### Task set
1 > According to the review of The Coldest Girl in Coldtown, which publisher released the novel, and on what date?
2 > Continue the review of The Coldest Girl in Coldtown from the point where it stops.

### Reading passage
+++
Book Review: The Coldest Girl in Coldtown by Holly Black

The Coldest Girl in Coldtown by Holly Black coldest girl in coldtown

Published: September 3rd 2013 by Little, Brown Books for Young Readers

Source: ARC from publisher

Synopsis (Goodreads): Tana lives in a world where walled cities called Coldtowns exist. In them, quarantined monsters and humans mingle in a decadently bloody mix of predator and prey. The only problem is, once you pass through Coldtown’s gates, you can never leave.

One morning, after a perfectly ordinary party, Tana wakes up surrounded by corpses. The only other survivors of this massacre are her exasperatingly endearing ex-boyfriend, infected and on the edge, and a mysterious boy burdened with a terrible secret. Shaken and determined, Tana enters a race against the clock to save the three of them the only way she knows how: by going straight to the wicked, opulent heart of Coldtown itself.

The Coldest Girl in Coldtown is a wholly original story of rage and revenge, of guilt and horror, and of love and loathing from bestselling and acclaimed author Holly Black.

My thoughts: Guys, I love vampires. But I am still mostly skeptical of vampire books. It takes a new concept and a skilled writer to really make them work for me.

Luckily, I’ve enjoyed Holly Black’s writing, and I loved her take on vampire mythology. Even if this novel was far from perfect, I thoroughly enjoyed it.
+++
### Listed records

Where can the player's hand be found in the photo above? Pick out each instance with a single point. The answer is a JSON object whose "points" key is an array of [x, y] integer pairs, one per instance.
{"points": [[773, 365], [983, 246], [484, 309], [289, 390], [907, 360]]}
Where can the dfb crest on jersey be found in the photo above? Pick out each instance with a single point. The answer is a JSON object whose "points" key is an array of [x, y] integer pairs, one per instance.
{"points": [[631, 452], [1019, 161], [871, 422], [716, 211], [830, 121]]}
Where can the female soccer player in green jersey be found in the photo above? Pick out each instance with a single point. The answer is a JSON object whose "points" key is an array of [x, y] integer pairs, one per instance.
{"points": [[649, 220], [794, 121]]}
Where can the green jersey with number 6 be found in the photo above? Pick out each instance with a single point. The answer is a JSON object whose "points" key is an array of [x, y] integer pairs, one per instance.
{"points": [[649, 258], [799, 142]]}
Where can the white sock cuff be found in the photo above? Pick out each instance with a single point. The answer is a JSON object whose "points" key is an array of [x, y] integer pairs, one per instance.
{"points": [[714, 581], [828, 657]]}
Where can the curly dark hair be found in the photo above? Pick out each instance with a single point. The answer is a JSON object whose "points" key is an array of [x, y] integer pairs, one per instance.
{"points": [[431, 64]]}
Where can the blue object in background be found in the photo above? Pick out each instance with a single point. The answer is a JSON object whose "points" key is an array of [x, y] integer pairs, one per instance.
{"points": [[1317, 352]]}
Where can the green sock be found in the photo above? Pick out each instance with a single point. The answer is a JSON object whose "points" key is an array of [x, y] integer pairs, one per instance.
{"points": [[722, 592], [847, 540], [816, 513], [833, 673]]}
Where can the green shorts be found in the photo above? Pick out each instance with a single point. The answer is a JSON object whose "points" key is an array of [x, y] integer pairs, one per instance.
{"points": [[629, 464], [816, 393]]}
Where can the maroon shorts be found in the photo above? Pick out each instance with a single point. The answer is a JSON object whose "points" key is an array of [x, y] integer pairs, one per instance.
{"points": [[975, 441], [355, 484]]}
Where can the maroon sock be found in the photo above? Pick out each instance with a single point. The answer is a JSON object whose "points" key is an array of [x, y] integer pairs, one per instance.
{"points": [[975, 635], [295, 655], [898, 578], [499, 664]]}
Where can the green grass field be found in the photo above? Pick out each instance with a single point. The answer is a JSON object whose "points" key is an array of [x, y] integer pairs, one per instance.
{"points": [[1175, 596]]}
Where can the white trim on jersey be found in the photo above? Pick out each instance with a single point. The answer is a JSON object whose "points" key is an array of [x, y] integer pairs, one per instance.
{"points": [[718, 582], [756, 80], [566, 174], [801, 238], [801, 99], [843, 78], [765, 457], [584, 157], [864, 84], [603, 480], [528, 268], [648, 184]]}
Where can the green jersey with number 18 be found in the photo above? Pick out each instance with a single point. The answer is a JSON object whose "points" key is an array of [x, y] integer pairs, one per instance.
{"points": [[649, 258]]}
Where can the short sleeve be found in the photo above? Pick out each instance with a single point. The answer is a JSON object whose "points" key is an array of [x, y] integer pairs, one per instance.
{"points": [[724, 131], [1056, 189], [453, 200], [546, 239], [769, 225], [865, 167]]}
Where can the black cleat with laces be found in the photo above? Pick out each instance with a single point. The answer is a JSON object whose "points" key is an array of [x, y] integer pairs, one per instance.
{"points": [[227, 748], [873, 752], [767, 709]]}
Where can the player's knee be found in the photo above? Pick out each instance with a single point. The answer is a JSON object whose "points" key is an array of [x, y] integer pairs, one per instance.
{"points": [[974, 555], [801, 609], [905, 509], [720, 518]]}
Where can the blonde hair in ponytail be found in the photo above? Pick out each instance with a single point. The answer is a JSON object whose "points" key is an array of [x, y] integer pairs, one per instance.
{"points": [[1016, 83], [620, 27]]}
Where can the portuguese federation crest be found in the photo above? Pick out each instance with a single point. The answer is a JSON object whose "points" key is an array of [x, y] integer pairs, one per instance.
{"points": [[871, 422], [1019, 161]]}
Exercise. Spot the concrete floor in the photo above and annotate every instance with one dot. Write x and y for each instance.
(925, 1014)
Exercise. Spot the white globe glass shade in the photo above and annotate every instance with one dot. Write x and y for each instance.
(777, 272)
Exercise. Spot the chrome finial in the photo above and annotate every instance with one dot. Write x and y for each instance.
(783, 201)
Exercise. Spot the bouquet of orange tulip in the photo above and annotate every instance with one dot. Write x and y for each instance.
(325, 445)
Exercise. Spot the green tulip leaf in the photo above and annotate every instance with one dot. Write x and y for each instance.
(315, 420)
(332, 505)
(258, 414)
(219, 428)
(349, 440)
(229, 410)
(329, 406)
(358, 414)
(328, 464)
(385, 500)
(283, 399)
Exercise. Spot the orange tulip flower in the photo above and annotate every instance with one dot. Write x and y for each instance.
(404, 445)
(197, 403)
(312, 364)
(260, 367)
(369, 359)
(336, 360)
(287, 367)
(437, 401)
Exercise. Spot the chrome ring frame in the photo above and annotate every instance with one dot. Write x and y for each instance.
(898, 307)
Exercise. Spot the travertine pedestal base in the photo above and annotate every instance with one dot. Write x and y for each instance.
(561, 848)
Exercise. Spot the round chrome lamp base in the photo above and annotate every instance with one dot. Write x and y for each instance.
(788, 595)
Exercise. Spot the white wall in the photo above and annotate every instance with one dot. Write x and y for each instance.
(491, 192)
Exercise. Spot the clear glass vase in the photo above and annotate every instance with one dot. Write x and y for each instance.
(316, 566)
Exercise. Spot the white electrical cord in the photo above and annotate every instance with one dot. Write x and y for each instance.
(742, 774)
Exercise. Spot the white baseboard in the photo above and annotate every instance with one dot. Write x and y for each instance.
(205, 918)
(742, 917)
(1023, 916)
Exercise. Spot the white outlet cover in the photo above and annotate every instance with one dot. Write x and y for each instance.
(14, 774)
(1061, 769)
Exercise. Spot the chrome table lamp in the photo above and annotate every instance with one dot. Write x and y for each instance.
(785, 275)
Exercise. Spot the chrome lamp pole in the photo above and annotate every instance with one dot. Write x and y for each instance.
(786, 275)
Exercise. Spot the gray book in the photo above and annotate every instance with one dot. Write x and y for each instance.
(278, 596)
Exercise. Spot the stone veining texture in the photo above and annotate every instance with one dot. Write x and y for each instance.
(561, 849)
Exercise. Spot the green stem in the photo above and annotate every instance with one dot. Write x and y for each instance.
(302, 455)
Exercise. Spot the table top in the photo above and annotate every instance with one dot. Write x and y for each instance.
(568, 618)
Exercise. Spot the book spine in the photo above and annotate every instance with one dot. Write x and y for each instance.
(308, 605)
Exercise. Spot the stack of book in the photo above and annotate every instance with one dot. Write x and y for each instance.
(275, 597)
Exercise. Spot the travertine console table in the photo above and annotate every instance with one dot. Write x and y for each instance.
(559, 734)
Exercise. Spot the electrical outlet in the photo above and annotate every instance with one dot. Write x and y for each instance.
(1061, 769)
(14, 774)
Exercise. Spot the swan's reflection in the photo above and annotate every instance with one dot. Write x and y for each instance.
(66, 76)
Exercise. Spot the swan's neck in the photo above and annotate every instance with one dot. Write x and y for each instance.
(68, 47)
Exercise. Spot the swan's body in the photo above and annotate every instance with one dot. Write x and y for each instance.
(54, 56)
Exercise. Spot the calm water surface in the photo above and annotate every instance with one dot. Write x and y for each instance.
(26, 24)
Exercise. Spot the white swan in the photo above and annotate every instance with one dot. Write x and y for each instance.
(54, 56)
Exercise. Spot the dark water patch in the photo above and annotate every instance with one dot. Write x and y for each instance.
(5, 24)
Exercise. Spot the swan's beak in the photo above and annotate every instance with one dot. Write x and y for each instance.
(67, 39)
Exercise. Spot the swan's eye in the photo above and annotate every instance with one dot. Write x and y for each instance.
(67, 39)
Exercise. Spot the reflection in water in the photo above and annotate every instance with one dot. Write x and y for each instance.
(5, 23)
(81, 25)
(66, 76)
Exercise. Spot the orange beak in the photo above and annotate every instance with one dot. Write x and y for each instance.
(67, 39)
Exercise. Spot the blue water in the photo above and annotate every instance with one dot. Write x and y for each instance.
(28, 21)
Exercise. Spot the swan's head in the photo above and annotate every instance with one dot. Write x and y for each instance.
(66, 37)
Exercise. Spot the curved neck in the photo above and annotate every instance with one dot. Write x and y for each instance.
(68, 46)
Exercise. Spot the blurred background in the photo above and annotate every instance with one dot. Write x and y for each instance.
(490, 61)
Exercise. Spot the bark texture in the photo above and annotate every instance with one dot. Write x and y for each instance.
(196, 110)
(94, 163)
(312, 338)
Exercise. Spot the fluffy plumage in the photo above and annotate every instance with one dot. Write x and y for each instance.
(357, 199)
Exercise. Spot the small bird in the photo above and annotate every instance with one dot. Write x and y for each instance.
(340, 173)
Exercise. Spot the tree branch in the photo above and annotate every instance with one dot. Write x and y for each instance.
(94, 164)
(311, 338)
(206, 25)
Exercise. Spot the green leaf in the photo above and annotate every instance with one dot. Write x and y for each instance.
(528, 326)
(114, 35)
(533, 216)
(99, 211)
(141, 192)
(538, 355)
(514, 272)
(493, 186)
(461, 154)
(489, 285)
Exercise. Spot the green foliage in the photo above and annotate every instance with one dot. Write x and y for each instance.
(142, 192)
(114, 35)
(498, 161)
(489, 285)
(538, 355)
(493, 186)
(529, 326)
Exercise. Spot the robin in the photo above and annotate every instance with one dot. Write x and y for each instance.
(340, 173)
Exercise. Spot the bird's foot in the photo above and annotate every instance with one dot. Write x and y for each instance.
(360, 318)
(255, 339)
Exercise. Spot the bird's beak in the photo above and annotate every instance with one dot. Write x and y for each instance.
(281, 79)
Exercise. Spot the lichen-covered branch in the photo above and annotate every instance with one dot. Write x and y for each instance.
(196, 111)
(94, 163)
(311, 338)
+++
### Answers for each item
1 > Little, Brown Books for Young Readers published it on September 3rd 2013.

2 >
The opening scene was riveting. Tana wakes up in a bath tub the night after a party and find everyone else dead in a fantastic display of carnage, except for her ex-boyfriend, who is tied to a bed. He’s been bitten, and thus craves her human blood—it’s the drinking that will complete the transformation. Oh, and there’s a vampire chained up to the bed, too.

Thus begins Tana’s wild ride to the nearest Coldtown, where vampires are kept behind walls and allowed to party to their dead heart’s content with the throngs of people who are either trapped inside or flocked to the vampire cities for a chance of deathly glamour. The endless parties are broadcast across the country like bad reality TV shows, shocking and horrifying and sexy and seductive all at once.

Gavriel, the vampire along for the ride is  a crazy, sexy guy with an enigmatic smile and a secret, so the book has that going for it right there. I can fully support madness and pouty lips.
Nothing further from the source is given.